» DATA LISTING
*** Block opens ***

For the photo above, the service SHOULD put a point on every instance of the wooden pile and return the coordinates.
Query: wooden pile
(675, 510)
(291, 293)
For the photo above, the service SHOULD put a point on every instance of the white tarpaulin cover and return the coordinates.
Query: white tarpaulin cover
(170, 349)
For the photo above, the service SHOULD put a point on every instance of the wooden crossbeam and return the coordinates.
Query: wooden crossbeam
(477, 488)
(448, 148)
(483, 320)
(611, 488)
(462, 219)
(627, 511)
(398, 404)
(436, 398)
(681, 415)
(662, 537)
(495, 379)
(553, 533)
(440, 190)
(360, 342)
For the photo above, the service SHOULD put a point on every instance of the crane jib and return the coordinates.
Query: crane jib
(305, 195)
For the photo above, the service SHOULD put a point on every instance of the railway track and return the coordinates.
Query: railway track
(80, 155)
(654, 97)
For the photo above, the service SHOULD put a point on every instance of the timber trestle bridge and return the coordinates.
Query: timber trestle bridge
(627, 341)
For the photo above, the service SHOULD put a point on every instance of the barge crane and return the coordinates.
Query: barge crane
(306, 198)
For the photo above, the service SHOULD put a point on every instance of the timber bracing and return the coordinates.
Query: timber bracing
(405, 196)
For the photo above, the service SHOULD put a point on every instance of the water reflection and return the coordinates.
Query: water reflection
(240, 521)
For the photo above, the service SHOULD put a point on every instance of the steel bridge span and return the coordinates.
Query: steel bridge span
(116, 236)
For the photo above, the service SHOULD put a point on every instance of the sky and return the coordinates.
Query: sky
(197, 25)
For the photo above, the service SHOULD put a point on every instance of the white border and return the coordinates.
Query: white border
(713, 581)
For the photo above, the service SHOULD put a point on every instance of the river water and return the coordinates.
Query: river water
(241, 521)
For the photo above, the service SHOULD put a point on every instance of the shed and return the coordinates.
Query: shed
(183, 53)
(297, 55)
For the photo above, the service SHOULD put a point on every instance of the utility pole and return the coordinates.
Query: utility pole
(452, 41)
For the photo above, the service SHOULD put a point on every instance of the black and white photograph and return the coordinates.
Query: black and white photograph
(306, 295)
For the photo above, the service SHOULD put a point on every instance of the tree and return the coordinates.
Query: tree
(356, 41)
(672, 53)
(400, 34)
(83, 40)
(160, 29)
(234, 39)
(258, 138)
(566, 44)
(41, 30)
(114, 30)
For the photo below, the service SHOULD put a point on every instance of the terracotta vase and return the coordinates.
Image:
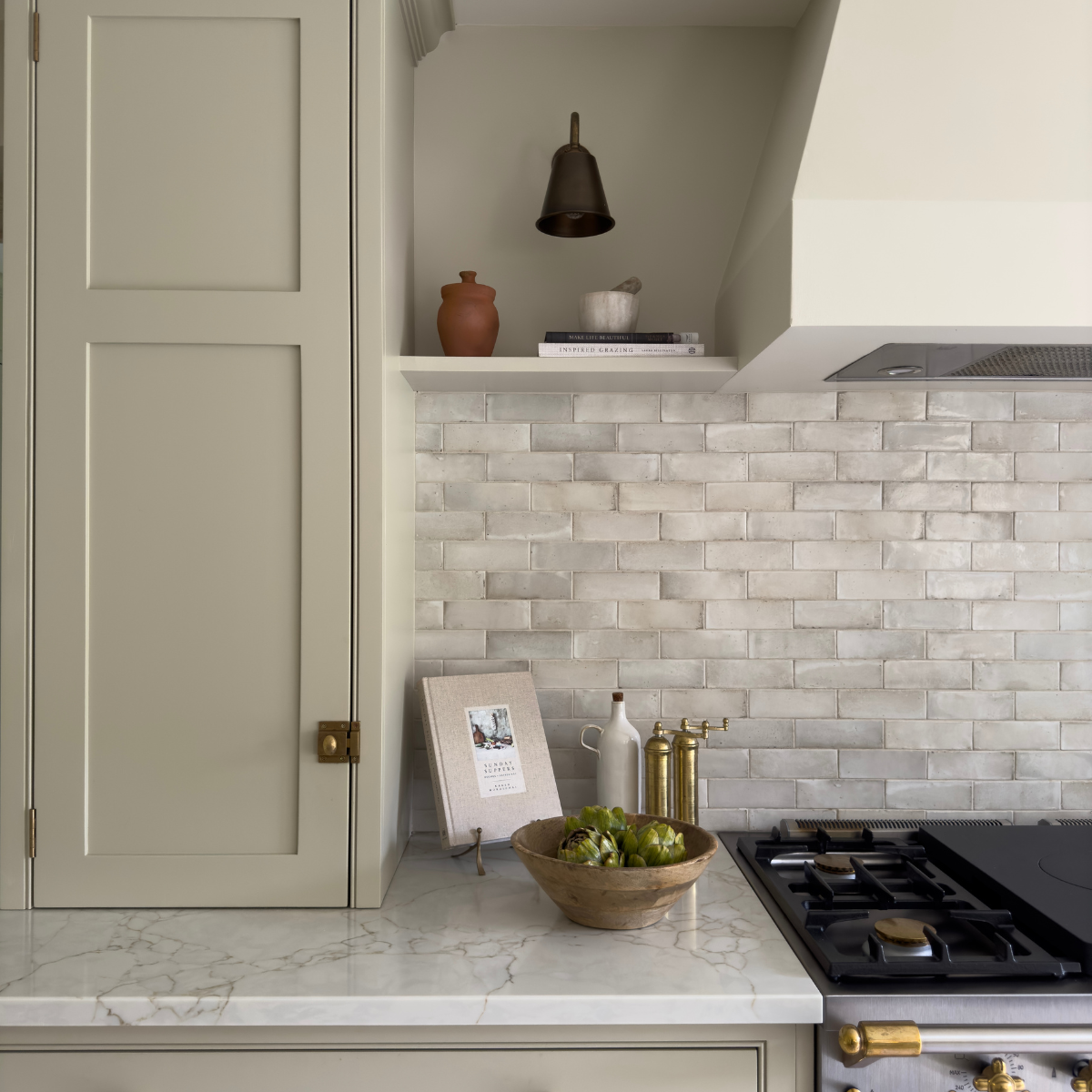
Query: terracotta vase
(468, 320)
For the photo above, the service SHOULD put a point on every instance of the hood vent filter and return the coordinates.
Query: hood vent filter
(1033, 361)
(902, 360)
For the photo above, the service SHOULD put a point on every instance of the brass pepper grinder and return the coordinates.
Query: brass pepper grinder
(660, 756)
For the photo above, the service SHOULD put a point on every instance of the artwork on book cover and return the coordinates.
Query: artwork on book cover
(487, 754)
(496, 752)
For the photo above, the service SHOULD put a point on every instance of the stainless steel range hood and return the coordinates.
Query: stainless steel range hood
(984, 363)
(926, 183)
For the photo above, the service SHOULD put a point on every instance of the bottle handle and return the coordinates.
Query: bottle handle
(589, 746)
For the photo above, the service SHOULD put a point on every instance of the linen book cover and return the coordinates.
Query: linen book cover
(487, 754)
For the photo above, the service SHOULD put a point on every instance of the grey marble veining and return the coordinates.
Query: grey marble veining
(447, 948)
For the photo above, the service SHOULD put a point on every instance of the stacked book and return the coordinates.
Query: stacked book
(578, 343)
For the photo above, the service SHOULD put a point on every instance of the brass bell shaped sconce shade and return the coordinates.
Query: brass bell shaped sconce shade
(574, 206)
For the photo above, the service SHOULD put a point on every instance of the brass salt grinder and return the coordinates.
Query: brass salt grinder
(658, 764)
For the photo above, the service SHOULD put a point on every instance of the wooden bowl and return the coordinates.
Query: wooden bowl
(612, 898)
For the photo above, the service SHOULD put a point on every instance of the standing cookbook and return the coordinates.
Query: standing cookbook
(487, 754)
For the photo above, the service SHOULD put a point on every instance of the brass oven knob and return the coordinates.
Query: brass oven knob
(879, 1038)
(995, 1078)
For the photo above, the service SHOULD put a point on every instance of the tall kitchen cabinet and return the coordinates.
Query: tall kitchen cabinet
(200, 465)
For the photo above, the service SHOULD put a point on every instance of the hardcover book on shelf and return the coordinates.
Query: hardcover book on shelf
(554, 349)
(583, 338)
(487, 754)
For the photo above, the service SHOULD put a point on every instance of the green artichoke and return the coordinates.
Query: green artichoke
(581, 847)
(603, 819)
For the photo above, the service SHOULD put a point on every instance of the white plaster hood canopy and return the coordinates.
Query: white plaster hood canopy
(927, 178)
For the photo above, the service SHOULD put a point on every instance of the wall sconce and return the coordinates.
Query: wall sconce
(574, 206)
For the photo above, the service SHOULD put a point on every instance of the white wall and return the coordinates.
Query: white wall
(676, 118)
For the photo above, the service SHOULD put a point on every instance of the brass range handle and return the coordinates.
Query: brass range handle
(996, 1078)
(879, 1038)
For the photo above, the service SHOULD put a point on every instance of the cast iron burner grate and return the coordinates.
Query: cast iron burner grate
(893, 877)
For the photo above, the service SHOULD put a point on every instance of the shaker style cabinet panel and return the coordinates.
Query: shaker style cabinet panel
(697, 1069)
(192, 452)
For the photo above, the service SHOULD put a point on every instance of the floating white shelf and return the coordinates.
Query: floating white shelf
(688, 375)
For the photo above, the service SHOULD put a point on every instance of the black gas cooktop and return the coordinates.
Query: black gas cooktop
(933, 900)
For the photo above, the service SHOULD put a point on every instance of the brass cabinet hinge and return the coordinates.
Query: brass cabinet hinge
(339, 742)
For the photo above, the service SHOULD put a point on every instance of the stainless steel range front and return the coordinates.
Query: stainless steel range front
(953, 956)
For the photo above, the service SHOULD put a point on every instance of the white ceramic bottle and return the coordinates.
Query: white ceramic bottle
(618, 776)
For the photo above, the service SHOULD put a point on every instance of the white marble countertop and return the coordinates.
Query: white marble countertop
(447, 948)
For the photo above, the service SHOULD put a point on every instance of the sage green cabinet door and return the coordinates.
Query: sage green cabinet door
(192, 452)
(696, 1069)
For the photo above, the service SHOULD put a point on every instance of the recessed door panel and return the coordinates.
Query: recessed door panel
(195, 153)
(194, 462)
(192, 483)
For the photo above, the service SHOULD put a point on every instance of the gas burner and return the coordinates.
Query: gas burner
(868, 901)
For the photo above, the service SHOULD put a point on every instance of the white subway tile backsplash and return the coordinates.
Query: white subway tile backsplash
(1016, 675)
(792, 408)
(516, 405)
(748, 437)
(749, 614)
(899, 436)
(529, 585)
(838, 555)
(495, 557)
(927, 496)
(844, 436)
(529, 525)
(660, 497)
(970, 405)
(882, 405)
(969, 467)
(450, 468)
(703, 408)
(838, 496)
(704, 467)
(661, 556)
(888, 593)
(661, 437)
(939, 615)
(593, 557)
(437, 584)
(486, 615)
(616, 408)
(530, 467)
(615, 527)
(573, 437)
(703, 585)
(611, 467)
(486, 497)
(1019, 436)
(574, 497)
(749, 497)
(782, 584)
(882, 467)
(1014, 556)
(791, 467)
(749, 674)
(615, 585)
(711, 528)
(926, 555)
(660, 614)
(879, 525)
(790, 527)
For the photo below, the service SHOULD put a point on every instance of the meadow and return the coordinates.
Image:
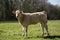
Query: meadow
(11, 30)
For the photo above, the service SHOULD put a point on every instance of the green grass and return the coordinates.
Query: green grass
(11, 30)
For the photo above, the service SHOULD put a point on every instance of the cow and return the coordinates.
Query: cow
(26, 19)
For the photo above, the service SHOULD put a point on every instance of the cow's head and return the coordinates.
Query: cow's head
(18, 13)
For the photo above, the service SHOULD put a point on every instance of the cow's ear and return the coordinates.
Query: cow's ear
(21, 11)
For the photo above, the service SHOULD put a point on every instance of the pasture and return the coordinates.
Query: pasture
(11, 30)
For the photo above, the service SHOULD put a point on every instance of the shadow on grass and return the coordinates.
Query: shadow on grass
(45, 37)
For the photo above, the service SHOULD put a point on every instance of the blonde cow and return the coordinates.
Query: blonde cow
(32, 18)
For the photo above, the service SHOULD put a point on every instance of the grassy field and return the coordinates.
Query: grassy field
(11, 30)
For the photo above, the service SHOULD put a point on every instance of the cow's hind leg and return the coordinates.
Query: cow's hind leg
(46, 27)
(24, 30)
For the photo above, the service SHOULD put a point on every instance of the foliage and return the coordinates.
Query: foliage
(11, 30)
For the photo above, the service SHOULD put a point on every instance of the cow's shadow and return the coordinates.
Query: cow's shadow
(45, 37)
(52, 37)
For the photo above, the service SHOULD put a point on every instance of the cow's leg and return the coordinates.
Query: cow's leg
(46, 27)
(42, 25)
(24, 29)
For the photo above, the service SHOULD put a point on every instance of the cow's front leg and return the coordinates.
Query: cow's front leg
(24, 30)
(42, 25)
(46, 27)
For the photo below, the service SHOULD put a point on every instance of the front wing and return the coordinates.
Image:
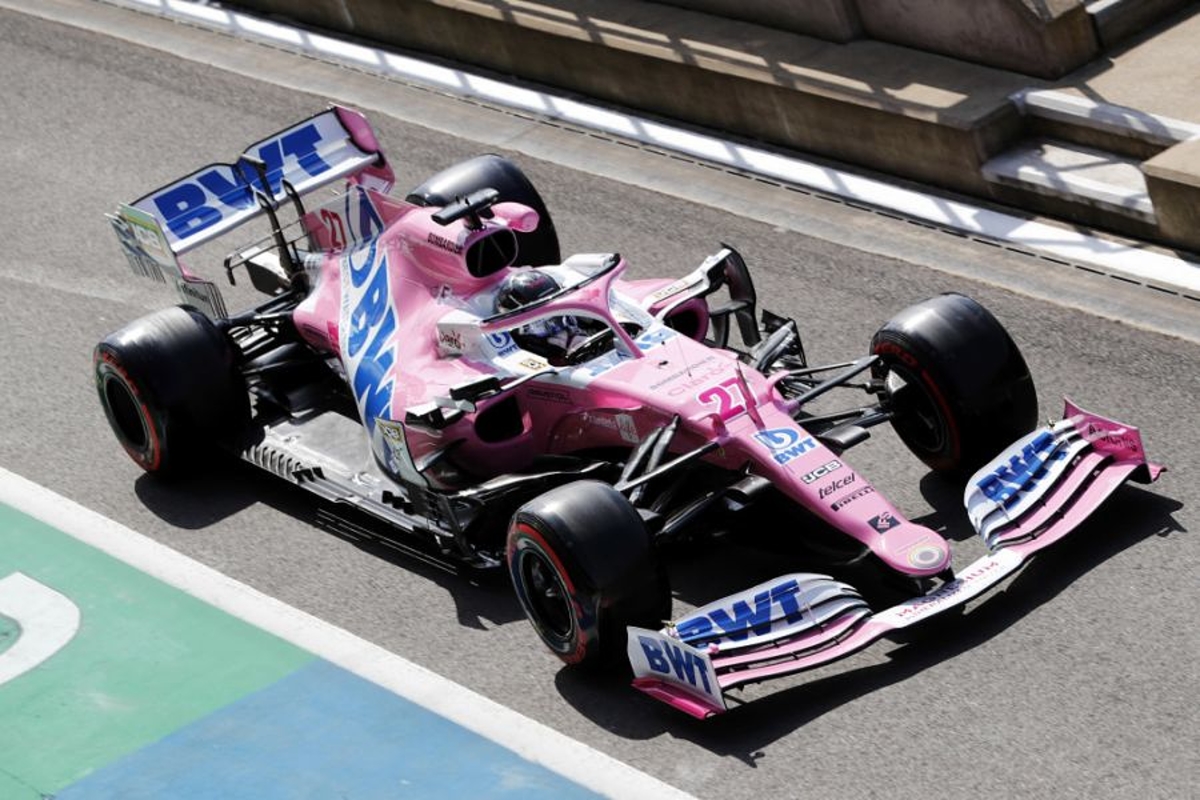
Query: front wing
(1027, 498)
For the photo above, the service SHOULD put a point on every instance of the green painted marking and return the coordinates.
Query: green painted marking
(9, 632)
(148, 659)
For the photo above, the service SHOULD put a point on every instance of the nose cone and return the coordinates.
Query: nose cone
(915, 549)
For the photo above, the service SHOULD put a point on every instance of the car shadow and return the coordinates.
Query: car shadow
(1132, 516)
(483, 599)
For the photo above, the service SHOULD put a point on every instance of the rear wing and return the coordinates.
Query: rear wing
(155, 229)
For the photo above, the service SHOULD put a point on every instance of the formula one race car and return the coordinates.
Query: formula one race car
(436, 362)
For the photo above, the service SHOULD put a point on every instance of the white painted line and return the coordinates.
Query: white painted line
(527, 738)
(1158, 269)
(46, 618)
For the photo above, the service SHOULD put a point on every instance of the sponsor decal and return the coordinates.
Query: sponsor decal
(1117, 438)
(834, 486)
(370, 317)
(653, 337)
(503, 344)
(549, 395)
(450, 340)
(838, 505)
(628, 428)
(821, 471)
(533, 365)
(679, 661)
(442, 242)
(667, 290)
(205, 198)
(883, 523)
(743, 618)
(1024, 470)
(785, 444)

*** Block closes ***

» YOUR INSTRUCTIONS
Please return every line of the records above that contains the word "below".

» TASK ANSWER
For the photo below, the service SHOULD put a point on every instance of the terracotta vase and return the coordinates.
For the photo below, the service SHOULD put a point on every instance of the meadow and return the coordinates.
For the photo below, the service SHOULD put a point on every instance of the front wing and return the coordinates.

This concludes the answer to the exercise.